- [Task statement] Word for word, transcribe every line from the one holding "Target: sunlit grass" through the end of the records, but not the pictures.

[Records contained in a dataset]
━━━━━━━━━━

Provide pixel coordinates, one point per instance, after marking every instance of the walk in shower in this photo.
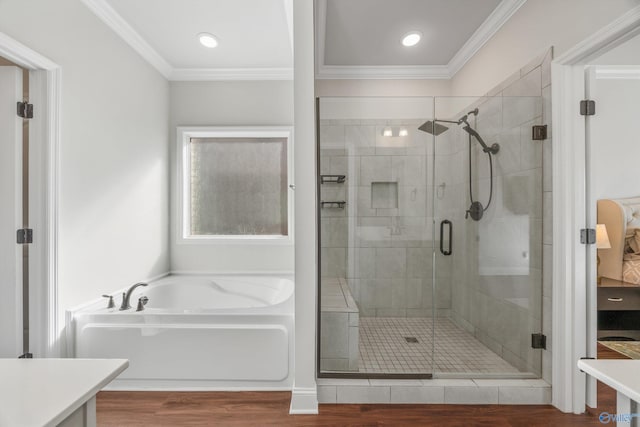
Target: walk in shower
(431, 227)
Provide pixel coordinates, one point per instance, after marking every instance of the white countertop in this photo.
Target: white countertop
(621, 375)
(43, 392)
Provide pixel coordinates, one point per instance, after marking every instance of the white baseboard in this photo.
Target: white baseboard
(304, 401)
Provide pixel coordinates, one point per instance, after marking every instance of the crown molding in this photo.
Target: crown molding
(383, 72)
(479, 38)
(483, 34)
(230, 74)
(114, 21)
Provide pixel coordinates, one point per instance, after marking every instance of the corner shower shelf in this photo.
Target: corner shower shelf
(333, 179)
(339, 205)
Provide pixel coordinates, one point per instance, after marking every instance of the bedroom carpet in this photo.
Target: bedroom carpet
(628, 348)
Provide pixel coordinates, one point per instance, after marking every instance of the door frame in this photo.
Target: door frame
(45, 78)
(573, 300)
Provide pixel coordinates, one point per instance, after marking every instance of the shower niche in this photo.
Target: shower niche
(432, 265)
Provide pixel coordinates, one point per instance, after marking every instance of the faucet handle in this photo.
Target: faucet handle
(142, 301)
(110, 304)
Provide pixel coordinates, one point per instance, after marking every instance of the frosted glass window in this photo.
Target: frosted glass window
(238, 186)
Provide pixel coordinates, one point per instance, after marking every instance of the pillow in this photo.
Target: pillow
(632, 241)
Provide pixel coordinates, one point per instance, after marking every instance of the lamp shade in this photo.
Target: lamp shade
(602, 238)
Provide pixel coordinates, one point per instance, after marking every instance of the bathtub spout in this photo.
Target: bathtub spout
(127, 296)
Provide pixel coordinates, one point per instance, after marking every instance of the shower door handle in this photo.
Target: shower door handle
(442, 224)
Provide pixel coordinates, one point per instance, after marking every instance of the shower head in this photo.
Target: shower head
(432, 127)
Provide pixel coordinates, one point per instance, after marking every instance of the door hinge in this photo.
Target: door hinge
(539, 341)
(539, 132)
(24, 236)
(586, 358)
(25, 110)
(587, 236)
(587, 107)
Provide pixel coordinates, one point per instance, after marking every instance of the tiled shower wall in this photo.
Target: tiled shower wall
(497, 295)
(382, 240)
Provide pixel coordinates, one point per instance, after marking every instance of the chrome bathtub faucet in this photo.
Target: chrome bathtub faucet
(127, 296)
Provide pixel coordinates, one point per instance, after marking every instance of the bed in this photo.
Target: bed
(622, 218)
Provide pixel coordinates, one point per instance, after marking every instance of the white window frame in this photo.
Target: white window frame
(183, 190)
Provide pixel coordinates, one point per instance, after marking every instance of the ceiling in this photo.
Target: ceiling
(368, 32)
(355, 38)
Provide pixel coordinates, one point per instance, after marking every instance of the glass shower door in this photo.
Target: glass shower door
(375, 237)
(488, 226)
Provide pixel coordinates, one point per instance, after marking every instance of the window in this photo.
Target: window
(235, 184)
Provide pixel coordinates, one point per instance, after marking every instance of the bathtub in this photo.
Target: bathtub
(196, 333)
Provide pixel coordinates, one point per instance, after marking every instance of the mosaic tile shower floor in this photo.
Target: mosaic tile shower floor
(384, 348)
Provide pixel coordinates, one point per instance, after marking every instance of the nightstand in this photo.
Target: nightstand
(618, 310)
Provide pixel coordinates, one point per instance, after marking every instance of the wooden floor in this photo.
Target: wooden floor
(271, 409)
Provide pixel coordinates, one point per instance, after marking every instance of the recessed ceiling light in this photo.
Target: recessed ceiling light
(208, 40)
(412, 38)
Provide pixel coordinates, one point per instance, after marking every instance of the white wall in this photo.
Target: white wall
(113, 151)
(243, 103)
(537, 25)
(614, 138)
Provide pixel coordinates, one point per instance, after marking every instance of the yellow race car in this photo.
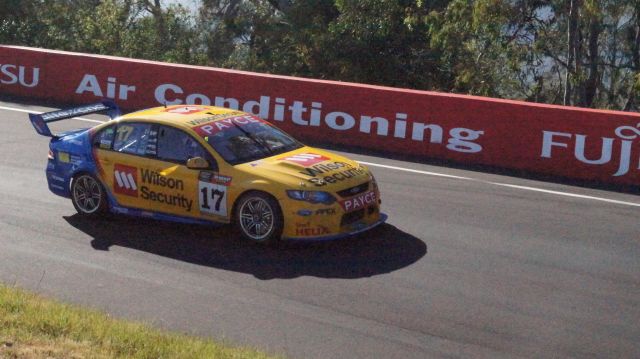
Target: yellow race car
(205, 164)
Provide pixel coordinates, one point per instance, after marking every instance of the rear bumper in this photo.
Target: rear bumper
(382, 219)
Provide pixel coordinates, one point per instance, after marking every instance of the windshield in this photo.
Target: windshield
(245, 138)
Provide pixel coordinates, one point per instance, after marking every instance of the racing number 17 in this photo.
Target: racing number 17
(213, 195)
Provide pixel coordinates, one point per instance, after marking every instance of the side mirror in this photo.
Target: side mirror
(197, 163)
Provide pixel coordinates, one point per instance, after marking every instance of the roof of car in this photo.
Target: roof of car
(184, 115)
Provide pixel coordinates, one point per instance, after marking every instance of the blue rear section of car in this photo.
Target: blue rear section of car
(71, 155)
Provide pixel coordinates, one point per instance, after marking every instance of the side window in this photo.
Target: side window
(177, 146)
(135, 138)
(104, 138)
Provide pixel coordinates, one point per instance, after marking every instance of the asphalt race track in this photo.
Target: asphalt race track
(469, 265)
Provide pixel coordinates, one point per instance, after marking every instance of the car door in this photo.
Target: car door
(125, 152)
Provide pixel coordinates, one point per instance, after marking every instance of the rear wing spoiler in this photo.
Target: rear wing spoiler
(40, 121)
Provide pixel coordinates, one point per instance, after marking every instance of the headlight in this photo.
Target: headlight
(311, 196)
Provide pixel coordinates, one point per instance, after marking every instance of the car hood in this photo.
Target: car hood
(309, 168)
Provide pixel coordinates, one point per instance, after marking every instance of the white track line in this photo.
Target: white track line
(39, 112)
(436, 174)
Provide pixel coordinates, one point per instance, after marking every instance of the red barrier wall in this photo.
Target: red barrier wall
(570, 142)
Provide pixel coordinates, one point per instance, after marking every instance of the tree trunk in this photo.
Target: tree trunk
(591, 85)
(572, 22)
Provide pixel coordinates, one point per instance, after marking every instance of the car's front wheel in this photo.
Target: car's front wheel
(258, 218)
(88, 195)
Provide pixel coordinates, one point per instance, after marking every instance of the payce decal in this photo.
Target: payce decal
(621, 146)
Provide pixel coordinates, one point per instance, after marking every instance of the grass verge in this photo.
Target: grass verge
(35, 327)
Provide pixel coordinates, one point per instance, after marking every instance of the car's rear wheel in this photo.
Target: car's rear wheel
(258, 218)
(88, 195)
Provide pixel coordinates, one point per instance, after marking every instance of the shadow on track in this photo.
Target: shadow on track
(381, 250)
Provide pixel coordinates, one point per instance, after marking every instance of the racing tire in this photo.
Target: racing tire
(258, 218)
(88, 196)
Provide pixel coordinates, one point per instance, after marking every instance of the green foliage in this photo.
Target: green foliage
(503, 48)
(36, 327)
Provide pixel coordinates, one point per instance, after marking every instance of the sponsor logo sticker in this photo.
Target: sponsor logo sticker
(185, 110)
(305, 159)
(359, 201)
(125, 180)
(306, 230)
(213, 177)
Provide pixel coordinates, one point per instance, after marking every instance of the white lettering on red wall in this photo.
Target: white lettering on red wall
(618, 149)
(16, 74)
(457, 139)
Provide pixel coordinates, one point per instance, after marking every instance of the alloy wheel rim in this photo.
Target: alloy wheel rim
(256, 218)
(87, 194)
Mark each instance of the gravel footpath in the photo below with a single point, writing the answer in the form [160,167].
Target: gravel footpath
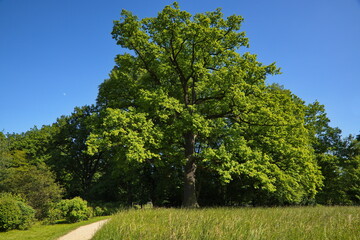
[85,232]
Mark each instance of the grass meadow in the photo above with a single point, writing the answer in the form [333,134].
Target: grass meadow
[289,223]
[45,232]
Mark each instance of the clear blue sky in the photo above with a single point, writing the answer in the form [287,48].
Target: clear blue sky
[54,54]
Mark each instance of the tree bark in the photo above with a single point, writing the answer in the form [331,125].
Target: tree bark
[190,198]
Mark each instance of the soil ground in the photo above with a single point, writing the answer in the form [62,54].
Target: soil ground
[85,232]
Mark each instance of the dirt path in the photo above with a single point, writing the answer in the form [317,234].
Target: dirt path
[85,232]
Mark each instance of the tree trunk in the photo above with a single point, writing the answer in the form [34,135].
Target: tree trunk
[190,199]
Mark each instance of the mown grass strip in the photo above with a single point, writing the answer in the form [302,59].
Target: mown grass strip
[235,223]
[46,232]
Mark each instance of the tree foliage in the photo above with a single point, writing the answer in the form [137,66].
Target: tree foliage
[183,96]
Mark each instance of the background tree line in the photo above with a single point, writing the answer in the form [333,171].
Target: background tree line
[185,120]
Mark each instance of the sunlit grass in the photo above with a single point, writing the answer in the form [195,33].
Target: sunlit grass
[45,232]
[235,223]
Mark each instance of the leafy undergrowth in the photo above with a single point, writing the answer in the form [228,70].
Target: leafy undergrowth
[235,223]
[46,232]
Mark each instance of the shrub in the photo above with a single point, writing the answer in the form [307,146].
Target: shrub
[36,183]
[75,210]
[15,213]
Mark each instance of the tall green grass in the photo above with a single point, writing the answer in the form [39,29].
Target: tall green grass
[235,223]
[46,232]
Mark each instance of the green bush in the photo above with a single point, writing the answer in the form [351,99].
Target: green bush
[75,210]
[15,213]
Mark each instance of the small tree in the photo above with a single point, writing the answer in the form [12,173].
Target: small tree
[14,213]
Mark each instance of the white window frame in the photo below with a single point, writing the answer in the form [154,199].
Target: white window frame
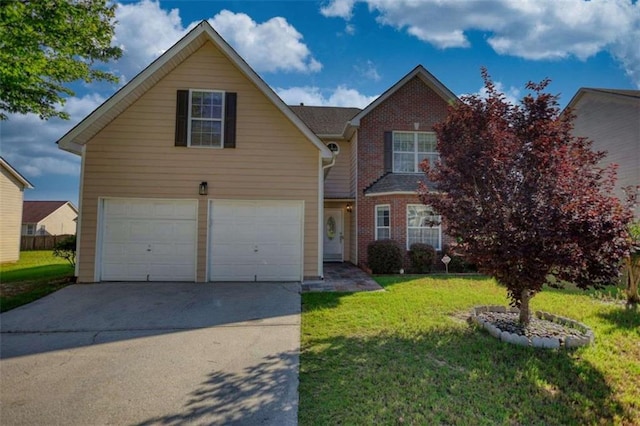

━━━━━━━━━━

- [Answer to the problem]
Target: sunlit grass
[45,232]
[235,223]
Mark each instance of the leafy undergrowth in the photo above with a single point, writing the answer in the form [228,70].
Target: leafy undergrowth
[235,223]
[46,232]
Mark each instance of the shrub in the photo above with a single point, writing the answer in the form [307,146].
Target: shrub
[36,183]
[75,210]
[15,213]
Mark each instance of the tall green grass in the photo above with a single point, writing the answer in the form [39,29].
Target: tall green grass
[235,223]
[46,232]
Mark each instance of the green bush in the photo above with a single point, writing the answer in the form [351,99].
Target: green bush
[75,210]
[15,213]
Mark each instance of the small tree in the photo above with a single point, writing the answer in the form [12,173].
Target: small tree
[14,213]
Mark each instance of the white window frame in the photo below with a single point, writing the answer in the form [154,199].
Target: white window frame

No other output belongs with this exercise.